> [Exercise goal]: In the entries below, filter for the word "tile" and copy every matching line.

Source data:
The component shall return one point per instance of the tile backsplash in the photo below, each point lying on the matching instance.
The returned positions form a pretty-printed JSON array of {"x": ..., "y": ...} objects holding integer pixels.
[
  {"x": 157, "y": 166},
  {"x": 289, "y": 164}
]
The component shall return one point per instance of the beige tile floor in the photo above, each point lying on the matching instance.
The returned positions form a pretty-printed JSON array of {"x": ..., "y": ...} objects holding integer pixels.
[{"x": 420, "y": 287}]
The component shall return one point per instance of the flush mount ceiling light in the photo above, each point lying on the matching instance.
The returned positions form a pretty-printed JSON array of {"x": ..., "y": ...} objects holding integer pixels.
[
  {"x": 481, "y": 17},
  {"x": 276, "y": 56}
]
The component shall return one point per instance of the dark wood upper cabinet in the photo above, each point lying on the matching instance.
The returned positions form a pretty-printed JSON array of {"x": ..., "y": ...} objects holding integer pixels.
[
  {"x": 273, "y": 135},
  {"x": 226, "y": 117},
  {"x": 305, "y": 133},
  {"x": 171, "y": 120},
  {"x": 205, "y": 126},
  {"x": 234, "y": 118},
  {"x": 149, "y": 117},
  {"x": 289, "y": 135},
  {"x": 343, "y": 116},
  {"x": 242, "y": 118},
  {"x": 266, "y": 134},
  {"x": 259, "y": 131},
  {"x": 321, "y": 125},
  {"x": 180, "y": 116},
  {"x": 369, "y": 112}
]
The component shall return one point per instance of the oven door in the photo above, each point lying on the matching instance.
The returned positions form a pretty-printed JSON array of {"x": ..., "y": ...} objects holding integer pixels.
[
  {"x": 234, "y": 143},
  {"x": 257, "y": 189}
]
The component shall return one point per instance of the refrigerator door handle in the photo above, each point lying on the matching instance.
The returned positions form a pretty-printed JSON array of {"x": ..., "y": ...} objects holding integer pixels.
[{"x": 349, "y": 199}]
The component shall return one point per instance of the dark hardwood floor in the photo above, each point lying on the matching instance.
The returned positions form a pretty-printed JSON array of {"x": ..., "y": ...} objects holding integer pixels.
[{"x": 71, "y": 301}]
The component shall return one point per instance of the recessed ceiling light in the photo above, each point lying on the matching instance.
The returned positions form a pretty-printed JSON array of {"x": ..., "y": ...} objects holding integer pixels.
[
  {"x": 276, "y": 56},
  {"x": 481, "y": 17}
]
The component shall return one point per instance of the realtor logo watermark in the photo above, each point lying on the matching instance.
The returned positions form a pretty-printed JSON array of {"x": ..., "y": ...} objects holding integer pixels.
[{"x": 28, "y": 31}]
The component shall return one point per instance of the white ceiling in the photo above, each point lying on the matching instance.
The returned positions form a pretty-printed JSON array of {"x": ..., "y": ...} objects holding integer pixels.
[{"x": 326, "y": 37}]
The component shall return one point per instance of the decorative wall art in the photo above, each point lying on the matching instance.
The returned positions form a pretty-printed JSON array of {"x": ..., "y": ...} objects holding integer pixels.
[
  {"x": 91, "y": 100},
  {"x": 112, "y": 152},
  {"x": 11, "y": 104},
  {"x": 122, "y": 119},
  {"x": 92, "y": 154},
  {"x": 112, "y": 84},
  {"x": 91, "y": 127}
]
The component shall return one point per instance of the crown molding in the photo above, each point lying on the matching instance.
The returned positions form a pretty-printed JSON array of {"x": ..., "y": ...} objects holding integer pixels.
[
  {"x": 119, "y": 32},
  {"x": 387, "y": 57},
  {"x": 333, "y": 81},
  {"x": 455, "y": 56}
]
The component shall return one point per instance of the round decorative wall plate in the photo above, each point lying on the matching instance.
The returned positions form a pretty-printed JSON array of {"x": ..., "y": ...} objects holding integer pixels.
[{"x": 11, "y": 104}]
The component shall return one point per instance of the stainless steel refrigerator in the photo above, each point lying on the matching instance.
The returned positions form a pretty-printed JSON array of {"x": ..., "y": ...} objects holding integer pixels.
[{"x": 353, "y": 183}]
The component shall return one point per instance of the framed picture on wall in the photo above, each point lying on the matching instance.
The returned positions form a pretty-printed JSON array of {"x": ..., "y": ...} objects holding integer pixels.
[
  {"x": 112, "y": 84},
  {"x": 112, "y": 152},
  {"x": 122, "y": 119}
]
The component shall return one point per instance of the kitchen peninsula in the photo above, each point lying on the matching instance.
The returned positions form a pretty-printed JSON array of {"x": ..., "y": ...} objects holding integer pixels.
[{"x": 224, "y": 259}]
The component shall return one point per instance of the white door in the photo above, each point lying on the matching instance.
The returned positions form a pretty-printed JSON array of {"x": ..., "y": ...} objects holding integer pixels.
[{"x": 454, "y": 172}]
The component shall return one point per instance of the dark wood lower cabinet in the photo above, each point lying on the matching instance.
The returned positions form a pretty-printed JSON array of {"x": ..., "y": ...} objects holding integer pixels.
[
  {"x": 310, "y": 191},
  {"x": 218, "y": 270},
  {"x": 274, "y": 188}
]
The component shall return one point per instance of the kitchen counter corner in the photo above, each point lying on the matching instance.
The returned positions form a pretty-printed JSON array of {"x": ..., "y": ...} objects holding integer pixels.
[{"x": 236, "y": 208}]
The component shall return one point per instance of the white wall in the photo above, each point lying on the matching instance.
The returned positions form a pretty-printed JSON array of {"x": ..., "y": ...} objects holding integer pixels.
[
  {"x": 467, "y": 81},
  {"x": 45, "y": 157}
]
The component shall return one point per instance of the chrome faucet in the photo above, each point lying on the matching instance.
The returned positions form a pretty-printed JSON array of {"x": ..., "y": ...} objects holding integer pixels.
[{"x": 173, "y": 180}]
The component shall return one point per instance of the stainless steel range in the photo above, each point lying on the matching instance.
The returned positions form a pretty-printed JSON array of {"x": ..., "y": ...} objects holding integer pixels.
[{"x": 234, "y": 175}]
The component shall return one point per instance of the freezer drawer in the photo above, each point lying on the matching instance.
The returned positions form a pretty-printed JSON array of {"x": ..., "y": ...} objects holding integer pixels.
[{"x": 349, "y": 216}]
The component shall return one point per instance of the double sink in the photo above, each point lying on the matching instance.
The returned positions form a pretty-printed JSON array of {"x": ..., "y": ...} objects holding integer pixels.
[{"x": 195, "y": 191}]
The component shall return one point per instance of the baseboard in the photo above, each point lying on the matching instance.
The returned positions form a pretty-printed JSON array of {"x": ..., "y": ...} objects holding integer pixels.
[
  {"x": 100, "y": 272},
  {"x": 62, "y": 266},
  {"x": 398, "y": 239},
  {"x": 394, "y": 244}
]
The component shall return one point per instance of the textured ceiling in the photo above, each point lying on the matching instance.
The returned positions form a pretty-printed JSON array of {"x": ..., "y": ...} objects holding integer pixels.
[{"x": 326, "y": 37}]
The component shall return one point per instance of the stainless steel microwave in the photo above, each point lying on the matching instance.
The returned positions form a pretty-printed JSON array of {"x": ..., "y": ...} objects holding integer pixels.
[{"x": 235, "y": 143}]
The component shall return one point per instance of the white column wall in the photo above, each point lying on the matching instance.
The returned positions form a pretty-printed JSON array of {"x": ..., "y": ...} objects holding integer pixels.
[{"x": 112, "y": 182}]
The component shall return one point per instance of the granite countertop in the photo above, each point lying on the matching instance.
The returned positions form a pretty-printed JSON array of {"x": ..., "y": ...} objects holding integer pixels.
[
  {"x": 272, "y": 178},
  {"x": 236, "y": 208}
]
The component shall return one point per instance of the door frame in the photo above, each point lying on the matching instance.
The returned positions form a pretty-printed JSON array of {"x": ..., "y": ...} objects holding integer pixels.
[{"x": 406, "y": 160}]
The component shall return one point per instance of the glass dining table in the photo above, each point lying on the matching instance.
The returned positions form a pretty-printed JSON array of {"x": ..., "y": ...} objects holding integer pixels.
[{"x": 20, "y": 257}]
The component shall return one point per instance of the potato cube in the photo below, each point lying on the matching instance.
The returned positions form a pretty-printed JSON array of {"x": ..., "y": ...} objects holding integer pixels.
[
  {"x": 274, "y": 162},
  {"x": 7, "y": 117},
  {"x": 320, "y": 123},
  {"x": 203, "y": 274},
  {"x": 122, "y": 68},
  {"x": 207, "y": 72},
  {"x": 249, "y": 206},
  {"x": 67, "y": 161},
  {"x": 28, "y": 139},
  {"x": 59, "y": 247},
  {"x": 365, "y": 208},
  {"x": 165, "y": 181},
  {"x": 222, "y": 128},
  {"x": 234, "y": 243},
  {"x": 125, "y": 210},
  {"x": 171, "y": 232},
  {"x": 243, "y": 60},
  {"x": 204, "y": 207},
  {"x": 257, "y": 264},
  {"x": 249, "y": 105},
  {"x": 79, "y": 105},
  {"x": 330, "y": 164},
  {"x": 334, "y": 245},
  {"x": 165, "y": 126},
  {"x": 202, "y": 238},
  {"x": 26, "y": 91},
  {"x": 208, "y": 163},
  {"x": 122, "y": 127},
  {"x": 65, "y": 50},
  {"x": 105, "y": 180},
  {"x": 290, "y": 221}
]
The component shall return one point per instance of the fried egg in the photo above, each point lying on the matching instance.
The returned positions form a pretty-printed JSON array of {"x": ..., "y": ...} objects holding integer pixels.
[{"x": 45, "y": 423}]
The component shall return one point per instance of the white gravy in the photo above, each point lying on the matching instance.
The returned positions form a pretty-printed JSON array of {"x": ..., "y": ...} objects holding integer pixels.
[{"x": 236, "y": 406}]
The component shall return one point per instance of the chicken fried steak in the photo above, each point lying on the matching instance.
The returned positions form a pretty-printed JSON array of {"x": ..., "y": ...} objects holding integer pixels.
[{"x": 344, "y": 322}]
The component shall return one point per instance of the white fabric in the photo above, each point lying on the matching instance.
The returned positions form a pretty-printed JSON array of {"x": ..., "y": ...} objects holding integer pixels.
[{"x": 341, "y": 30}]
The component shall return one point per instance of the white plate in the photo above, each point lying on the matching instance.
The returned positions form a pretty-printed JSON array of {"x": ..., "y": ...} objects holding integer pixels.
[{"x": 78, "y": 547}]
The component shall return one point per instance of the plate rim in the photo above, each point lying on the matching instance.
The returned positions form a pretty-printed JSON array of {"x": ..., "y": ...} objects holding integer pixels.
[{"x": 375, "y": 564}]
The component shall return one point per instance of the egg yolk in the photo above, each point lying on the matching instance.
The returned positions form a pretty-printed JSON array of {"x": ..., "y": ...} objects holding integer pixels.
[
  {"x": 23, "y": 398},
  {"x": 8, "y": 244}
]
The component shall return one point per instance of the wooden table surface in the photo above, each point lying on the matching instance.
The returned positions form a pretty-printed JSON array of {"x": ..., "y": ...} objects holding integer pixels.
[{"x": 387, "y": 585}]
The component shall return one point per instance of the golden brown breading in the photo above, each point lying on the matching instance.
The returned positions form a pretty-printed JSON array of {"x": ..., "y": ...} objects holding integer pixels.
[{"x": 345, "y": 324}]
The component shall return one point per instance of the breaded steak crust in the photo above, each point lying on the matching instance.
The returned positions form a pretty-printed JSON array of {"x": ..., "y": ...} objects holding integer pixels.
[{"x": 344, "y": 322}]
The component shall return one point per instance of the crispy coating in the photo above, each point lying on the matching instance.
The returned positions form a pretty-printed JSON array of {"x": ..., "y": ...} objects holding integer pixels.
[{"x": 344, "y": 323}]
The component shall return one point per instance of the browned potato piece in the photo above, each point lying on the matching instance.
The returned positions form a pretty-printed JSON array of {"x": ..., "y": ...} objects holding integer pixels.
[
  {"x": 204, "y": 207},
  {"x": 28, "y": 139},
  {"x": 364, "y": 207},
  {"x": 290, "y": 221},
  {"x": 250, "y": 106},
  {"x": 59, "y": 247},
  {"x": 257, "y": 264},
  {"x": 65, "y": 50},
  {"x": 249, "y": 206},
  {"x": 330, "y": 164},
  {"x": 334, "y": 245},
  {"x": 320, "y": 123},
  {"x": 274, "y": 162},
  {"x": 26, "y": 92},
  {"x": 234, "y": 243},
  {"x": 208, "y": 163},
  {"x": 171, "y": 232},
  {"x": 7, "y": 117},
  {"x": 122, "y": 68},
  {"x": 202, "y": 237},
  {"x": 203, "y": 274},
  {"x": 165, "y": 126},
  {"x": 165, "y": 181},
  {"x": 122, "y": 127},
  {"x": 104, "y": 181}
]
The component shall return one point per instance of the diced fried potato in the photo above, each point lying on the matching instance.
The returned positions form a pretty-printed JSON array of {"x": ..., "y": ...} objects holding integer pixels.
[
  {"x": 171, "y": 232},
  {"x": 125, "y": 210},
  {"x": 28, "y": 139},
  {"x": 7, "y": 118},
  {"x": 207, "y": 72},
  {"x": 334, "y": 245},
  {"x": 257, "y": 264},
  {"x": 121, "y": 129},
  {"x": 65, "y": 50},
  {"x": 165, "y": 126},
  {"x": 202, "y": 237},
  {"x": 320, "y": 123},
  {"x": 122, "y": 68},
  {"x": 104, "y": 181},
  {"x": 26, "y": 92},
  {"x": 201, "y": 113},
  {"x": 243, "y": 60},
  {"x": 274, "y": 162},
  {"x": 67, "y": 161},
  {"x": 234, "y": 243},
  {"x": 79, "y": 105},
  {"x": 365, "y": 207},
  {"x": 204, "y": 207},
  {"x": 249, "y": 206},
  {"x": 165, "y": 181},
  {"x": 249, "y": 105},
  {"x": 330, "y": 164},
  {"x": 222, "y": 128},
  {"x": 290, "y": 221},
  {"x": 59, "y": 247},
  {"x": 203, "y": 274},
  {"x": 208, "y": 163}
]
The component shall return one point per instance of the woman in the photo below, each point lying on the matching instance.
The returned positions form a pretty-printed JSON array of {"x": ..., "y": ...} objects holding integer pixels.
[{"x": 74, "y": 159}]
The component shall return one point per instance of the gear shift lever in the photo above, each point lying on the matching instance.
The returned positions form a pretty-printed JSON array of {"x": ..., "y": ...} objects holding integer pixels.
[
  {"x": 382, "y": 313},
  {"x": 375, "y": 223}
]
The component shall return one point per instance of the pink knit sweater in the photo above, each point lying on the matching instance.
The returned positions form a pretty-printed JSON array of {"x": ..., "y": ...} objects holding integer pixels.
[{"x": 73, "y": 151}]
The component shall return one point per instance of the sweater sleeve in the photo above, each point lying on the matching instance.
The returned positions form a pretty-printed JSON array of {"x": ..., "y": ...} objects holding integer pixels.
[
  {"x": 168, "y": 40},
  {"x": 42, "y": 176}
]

> [Expected output]:
The component shall return one point per instance of the tile backsplash in the photo below, each point lying on the matching instance.
The component shall return one point per instance of the beige tile floor in the photo above, each point lying on the matching instance.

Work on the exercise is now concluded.